• Tareas pendientes:
**1.** Reescribe el relato entre "Si hubiera retrocedido" y "de la casa.", ambos incluidos, cambiando "policía" por "agente".
**2.** Según el relato, ¿qué festejaban las personas armadas de la casa?

• Texto extraído:

10 septiembre

Armados hasta los dientes


 


 

Una vez tuve que entrar a una casa con mi peor cara, la cara de indiferencia total, y entablar un dialogo picante y denso con gente armada que trataba de asustarme.  Por supuesto que no por mí, que igual que ahora cultivaba  la paz además de mi huerta.

  Era para que otra persona pudiera volver a su casa y siga siendo su casa, y encontrar sus cosas adentro cuando volviera, y llegar caminando y abrir la puerta tranquila sin que la atrapen, y vivir sin miedo.

  Ellos que seguían llegando y sus narices seguían chorreando blanco y bebiendo con sus caras torcidas machucadas por su estilo de vida.  Festejaban el resultado de la elección, exultantes, desaforados por las dadivas de los punteros, tirándole besos a un poster electoral.   

  Y yo que estaba solo, un metro después de su puerta, mojado como un perro desde la cabeza a los pies por la lluvia que seguía cayendo afuera, escuchaba sus insultos sin levantar la voz ni alterar mis facciones.   

  Algunos solo disfrutaban del espectáculo, sin entrar ni salir en problemas ajenos, aunque parando las orejas por  si en algún momento se los mencionaba de rebote…

  Mi única defensa era mi actitud sin fisuras, y la total ausencia de temor, por lo menos hacia afuera, que pudiera ser detectado, instintivos como perros, ellos y yo.   

  Si hubiera retrocedido un milímetro me carneaban ahí mismo, pero no sabían que no mostraba mis cartas porque no tenía ninguna, y que los sentenciaba condescendientemente a morir en la calle a todos en su propio aguantadero solo porque era el único armamento que tenía disponible y podía usar: su propia mente. 

  Mi ventaja era saber que no podían matarme sin perder todo lo ganado ese día, además de que el primer policía que llegara, se ganaba un ascenso recolectando bagallos, y caerían los dueños de la casa.

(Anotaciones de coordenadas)
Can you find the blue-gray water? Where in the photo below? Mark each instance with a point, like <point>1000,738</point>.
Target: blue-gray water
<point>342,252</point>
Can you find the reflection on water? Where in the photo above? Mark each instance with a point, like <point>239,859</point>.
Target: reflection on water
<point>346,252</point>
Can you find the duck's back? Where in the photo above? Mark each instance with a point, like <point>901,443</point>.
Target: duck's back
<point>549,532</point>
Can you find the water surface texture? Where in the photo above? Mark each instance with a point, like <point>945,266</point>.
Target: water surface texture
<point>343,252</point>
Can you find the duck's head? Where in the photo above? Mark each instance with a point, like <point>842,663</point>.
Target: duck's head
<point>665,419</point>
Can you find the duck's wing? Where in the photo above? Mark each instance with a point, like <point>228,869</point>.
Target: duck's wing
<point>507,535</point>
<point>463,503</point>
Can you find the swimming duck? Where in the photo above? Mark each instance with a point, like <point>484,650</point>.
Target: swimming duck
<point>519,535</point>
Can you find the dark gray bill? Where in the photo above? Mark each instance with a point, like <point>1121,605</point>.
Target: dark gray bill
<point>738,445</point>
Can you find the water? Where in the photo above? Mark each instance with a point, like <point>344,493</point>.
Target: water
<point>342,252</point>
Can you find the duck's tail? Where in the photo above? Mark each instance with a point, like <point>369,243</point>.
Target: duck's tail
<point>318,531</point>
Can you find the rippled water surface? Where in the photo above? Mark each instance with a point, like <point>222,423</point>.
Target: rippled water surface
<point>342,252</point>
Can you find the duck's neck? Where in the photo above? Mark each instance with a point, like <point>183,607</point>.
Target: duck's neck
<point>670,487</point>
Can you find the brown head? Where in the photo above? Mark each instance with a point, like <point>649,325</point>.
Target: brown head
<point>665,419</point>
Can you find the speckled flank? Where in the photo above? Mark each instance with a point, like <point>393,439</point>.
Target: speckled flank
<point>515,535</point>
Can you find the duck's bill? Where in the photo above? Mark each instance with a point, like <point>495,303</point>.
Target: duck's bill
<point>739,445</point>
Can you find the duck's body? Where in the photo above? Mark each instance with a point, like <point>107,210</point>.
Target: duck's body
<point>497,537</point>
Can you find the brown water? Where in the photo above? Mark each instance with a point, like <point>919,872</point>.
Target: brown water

• Tareas resueltas:
**1.**
Si hubiera retrocedido un milímetro me carneaban ahí mismo, pero no sabían que no mostraba mis cartas porque no tenía ninguna, y que los sentenciaba condescendientemente a morir en la calle a todos en su propio aguantadero solo porque era el único armamento que tenía disponible y podía usar: su propia mente. 

  Mi ventaja era saber que no podían matarme sin perder todo lo ganado ese día, además de que el primer agente que llegara, se ganaba un ascenso recolectando bagallos, y caerían los dueños de la casa.

**2.** El resultado de la elección.